What you are asked to do -> Return the Trupia commentary below in full, word for word.

Supplied text ->
══════

At first blush, the Court of Appeals (New York's highest court) decision of yesterday, April 6, in Trupia v. Lake George Central School District, appears to strictly limit the instances under which a child's negligent supervision claims will be dismissed as a matter of law to those cases involving "athletic or recreative activities." (In those cases, the defendants are insulated from liability on public policy grounds in order to foster the offering of these activities - which are valuable - to New York's children.)

As a practical matter - and unfortunately - this decision raises a lot more questions than it answers.

In Trupia, the 12 year-old plaintiff sustained serious personal injuries when he was joyriding down a bannister while attending defendant's summer program. In affirming the Appellate Division's order that denied the defendant's application seeking to bar outright the plaintiff's claim on the grounds that he had assumed the risk of being injured by engaging in this activity, the Court of Appeals stated as follows:

"Little would remain of an educational institution's obligation adequately to supervise the children in its charge if school children could generally be deemed to have consented in advance to risks of their misconduct. Children often act impulsively or without good judgment-that is part of being a child; they do not thereby consent to assume the consequently arising dangers, and it would not be a prudent rule of law that would broadly permit the conclusion that they had done so. If the infant plaintiff's harm is attributable in some measure to his own conduct, and not to negligence on defendants' part, that would be appropriately taken account of within a comparative fault allocation; it is not a predicate upon which an assumption of risk should be permitted to be applied."

══════

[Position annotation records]
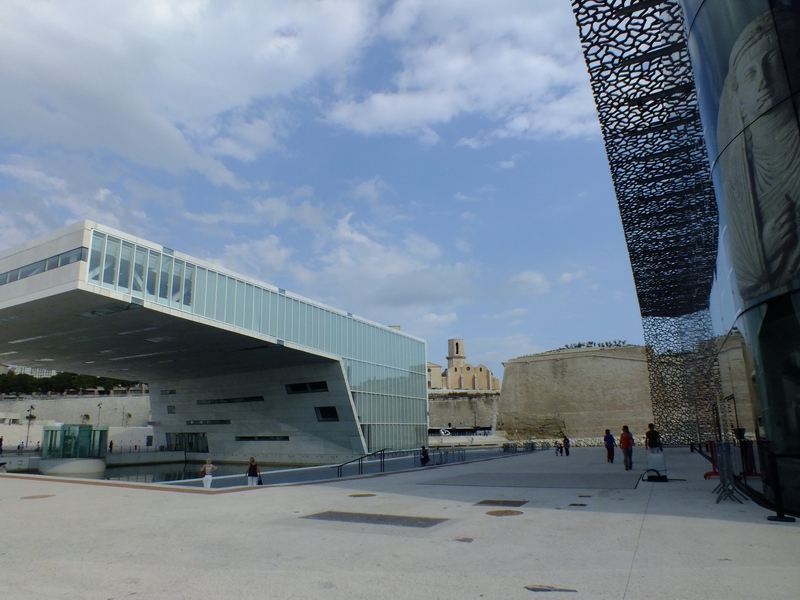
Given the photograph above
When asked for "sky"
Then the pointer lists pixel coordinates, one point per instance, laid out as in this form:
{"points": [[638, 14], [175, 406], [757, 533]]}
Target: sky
{"points": [[435, 165]]}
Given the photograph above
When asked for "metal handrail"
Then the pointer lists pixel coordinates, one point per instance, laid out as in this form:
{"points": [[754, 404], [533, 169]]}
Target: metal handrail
{"points": [[360, 461]]}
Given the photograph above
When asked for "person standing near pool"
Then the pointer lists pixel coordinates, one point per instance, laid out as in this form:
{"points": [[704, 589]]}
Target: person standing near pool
{"points": [[207, 473], [253, 472], [626, 445]]}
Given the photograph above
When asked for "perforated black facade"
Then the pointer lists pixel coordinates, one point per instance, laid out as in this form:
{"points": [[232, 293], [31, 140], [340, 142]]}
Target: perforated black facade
{"points": [[643, 86]]}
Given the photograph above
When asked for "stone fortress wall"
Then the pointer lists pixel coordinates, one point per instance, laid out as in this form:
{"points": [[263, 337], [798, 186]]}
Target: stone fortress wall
{"points": [[581, 392]]}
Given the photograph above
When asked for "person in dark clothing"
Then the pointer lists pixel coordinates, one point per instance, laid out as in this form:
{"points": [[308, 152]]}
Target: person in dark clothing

══════

Right answer ->
At first blush, the Court of Appeals (New York's highest court) decision of yesterday, April 6, in Trupia v. Lake George Central School District, appears to strictly limit the instances under which a child's negligent supervision claims will be dismissed as a matter of law to those cases involving "athletic or recreative activities." (In those cases, the defendants are insulated from liability on public policy grounds in order to foster the offering of these activities - which are valuable - to New York's children.)

As a practical matter - and unfortunately - this decision raises a lot more questions than it answers.

In Trupia, the 12 year-old plaintiff sustained serious personal injuries when he was joyriding down a bannister while attending defendant's summer program. In affirming the Appellate Division's order that denied the defendant's application seeking to bar outright the plaintiff's claim on the grounds that he had assumed the risk of being injured by engaging in this activity, the Court of Appeals stated as follows:

"Little would remain of an educational institution's obligation adequately to supervise the children in its charge if school children could generally be deemed to have consented in advance to risks of their misconduct. Children often act impulsively or without good judgment-that is part of being a child; they do not thereby consent to assume the consequently arising dangers, and it would not be a prudent rule of law that would broadly permit the conclusion that they had done so. If the infant plaintiff's harm is attributable in some measure to his own conduct, and not to negligence on defendants' part, that would be appropriately taken account of within a comparative fault allocation; it is not a predicate upon which an assumption of risk should be permitted to be applied."